**DIRECTIONS**.
1. Which distances given in kilometers appear in the comment thread on engine temperatures and LPG?
2. Continue the comment thread on engine temperatures and LPG from its last sentence.

**EXCERPTED PASSAGE**.

━━━━━━

Every combustion cycle, the chamber gets fresh air and atomized gas, that get to very low temperatures (lower than ambient) which is the reason why in the old days there were heating elements on the carburators. Every 1/4 cycle, all that gets compressed (heats very slightly maybe), then ignited - heats a lot for most of that ignition 1/4 cycle - then exhausted in the next 1/4 cycle. All other cycles are way more fresh than the ignition one. Heat from combustion technically only is inside chamber for 1/4 cycle - half being burned with peak temperatures to use the force of the expanding gas, then, half being exhausted already cooling down. On a two stroke engine the history is different as every time the piston goes up, there is a burn.
Fresh fuel and fresh air are obviously cooler, and also most engines are water cooled and those combustion chambers have coolant running through them. Exhaust manifolds are only cooled by ambient air so they will reach much higher temperatures.
This is common knowledge. Also They aren’t reading the tempature of the exhaust manifolds. Just the exhaust gas in them.. combustion chamber temperature is always lower because atomized fuel is so cold, combustion chamber would change dramatically if they added more timing, or if they removed fuel. I’d like to see the same text with methanol
I drive a lpg converted air cooled vw without an oil filter. If i run gasoline, the oil is black within an hour of the engine running. On lpg, the oil gets black in a few days instead of an hour. I still change the oil every 3000 kilometers, frequent oil changes are cheaper than a rebuild. Also on the vw engine, when i run on gasoline there is a night and day difference between the exhaust smell. If i drive for a long distance on gasoline i feel the need to have a shower, on lpg there is barely any smell.
@@denizkilic6022 that's interesting. I'd run floor machines for a year without much change but you probably running a lot more fuel in the larger engine. Air cooled VW sounds pretty awesome 😎
@@eby6114 well, i actually daily drive it. Last year i did 20.000 kilometers with it, half of it is city driving and half of it is highway driving. If it weren't for lpg being available at basically every gas station in my country for less than half the price of gasoline i wouldn't be able to drive my car nearly as much. Mine is 1600cc, it can cruise at 120km/h with half throttle and it used 10 liters of lpg every 100km, which i think is pretty good for such an old car. I have to say it is a bit harder on valves, but with frequent adjustments at every second oil change its not a problem at all. Even if it were to burn a valve eventually, i can rebuild the engine myself from scratch in 2 days and i can do a half rebuild in a day so i really don't care about lpg's impact on engine life at all.
for anyone wondering, i have once tuned e39 m54b28, on 1.3bar of boost it had like 760°C in exhaust, but on LPG on 1.5bar EGT was like 580-600° (AFR much richer) but it had more power and egt was lower :D many say lpg cracks valves and destroy engines, but if you tune it properly (with wideband O2 and also have close loop in programable ECU) its much better than regular gasoline... also LPG pressure reducer for 500hp only costs around 200€, we used stock lpg ecu and lpg injectors, so once it was tuned on programable ecu (Plug and play ecu) on gasoline, we switched to LPG and all i had to do was pull out fuel so we stay around 0.68-0.75 lambda.. due to more (mass or molecular weight) of fuel (lpg) injected, it made more boost by those 0.15-0.2bar and pulled much better due to higher boost (but low end/spool was better on gasoline, i think due to ignition timing, as lpg has higher octane it burns slower and would need few more degrees to make same torque/power in spool up)

━━━━━━

[Object point labels]
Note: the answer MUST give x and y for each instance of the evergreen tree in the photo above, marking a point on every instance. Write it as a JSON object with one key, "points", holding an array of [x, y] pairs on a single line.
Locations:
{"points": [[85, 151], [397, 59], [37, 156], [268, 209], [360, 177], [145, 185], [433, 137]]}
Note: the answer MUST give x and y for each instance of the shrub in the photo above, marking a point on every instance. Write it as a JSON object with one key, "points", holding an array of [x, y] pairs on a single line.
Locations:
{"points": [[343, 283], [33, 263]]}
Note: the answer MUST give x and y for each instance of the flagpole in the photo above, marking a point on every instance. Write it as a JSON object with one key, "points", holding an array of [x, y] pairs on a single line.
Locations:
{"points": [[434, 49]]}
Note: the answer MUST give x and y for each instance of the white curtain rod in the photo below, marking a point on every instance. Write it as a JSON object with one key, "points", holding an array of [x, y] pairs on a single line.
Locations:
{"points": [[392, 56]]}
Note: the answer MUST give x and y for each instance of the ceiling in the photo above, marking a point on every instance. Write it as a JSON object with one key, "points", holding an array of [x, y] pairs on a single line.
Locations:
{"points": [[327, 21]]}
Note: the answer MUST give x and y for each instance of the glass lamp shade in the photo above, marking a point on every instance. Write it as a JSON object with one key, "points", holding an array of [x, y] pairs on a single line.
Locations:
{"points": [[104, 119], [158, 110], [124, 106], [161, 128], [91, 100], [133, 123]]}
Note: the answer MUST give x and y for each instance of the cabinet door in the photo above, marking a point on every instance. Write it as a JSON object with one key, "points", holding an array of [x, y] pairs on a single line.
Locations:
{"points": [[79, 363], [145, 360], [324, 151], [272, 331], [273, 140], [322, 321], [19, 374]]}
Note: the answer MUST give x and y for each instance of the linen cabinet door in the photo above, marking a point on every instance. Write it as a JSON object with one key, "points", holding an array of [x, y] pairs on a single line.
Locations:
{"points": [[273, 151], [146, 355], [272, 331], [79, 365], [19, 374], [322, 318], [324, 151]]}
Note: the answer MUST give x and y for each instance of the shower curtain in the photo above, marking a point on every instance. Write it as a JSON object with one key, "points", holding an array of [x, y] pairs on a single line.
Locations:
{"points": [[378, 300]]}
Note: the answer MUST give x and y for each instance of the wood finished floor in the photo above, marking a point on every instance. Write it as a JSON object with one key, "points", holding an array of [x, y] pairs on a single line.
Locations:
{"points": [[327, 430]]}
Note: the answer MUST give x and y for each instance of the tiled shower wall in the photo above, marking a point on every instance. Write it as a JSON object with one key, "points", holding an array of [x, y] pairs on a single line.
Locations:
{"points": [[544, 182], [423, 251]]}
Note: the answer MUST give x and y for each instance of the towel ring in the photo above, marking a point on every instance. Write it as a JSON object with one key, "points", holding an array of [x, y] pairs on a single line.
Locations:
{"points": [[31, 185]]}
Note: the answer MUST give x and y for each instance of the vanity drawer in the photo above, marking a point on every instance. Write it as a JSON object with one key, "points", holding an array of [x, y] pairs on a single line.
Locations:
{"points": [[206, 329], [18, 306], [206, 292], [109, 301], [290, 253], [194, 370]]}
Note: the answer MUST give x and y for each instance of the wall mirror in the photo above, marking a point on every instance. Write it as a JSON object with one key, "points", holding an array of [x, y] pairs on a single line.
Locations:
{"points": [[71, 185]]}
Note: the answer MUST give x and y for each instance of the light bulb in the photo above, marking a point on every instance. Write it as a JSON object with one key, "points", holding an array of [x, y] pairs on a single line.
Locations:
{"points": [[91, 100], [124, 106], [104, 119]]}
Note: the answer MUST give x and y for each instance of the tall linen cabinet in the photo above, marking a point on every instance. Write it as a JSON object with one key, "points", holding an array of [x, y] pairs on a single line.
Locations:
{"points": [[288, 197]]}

━━━━━━

**WRITTEN RESPONSES**.
1. 3000 kilometers, 20.000 kilometers, 100km

2.
One thing that pretty much everyone that doesn't understand it gets wrong when tuning LPG is that it runs cooler the leaner it is and hotter as it gets richer, along with it being critical the timing is advanced enough for lpg......i used to run my lpg subaru at around 18:1 light throttle and 16:1 wide open for 10 years without any valve or piston burning issues and egt's that were lower than it was when running on petrol.
@@unhippy1 agreed, same thing with diesel.. its hottest at stoich, and also i do know LPG get hotter with richer afr, but after some point it gets colder as there is too much lpg (also phase change from gas to liquid helps with IAT and that could be why it still has power at 0.68 lambda.. want to replicate it it some day on mine build, maybe i will do with B58 when i get one 😁
@@exvils I wasn't injecting LPG, i was carbureted via a BLOS mixer so phase change temp reductions was not something i had to deal with....and and while i was playing with it i found you lose power from being over rich long before the EGTs drop from being over rich.....lol my entire tuning setup consisted of a wideband gauge on the dash and a screwdriver (plus the extra weights i added to the flyweights in the dizzy).
In the 90's you could get a see through spark plug that was made with glass where normal plugs have the white ceramic . With this glass spark plug you could tune a engine perfectly as you had a colour chart to for correct burning and you could check if all cylinders got the same air and fuel mixture . This colour chart also state what the combustion chamber temperature could be . A blue colour was the near ideal combustion flame
The cooler liquid should cool down the combustion chamber. The same goes for nitromethane cars. In fact nitro is so cold that you don't even need to run radiators on the drag strip
Chamber tempeture is actually much higher, but just for few miliseconds if even maybe that... In short because there is too fast exchange of cool mixture and the hot fumes that go out of the exhaust, so the probe does not have time to read it, thats why under load you have seen the higher tempeture because at more amount of fuel the burn took much longer to push the piston back down so there was much longer higher tempeture time, thats why if you reved it the tempeture fell bacause the probe was cooled of by the cold mixture coming in. The number that you see is an AVERAGE OF THE TEMPTURES THAT HAPPEN IN THE CYCLES , compresion and the burn is somewhere in ballpark of 600°C and the air/fuel mixture intake that can be max 50°C I would say.
I used to work on Propane converted vehicles, there is no lubricating or cooling properties to Propane, and its hot burning so if you didn't replace the exhaust valve seats the valves would wind up sinking 6-8 mm into the heads.
Could you try this with ethanol or some gas/ethanol mixture? Ethanol is used for its evaporative cooling effect being 3 times as strong as gasoline. And it runs richer ,stoicometic is 9:1 compared to 14.7:1 for gas so even more cooling. So remember that when adjusting the carb.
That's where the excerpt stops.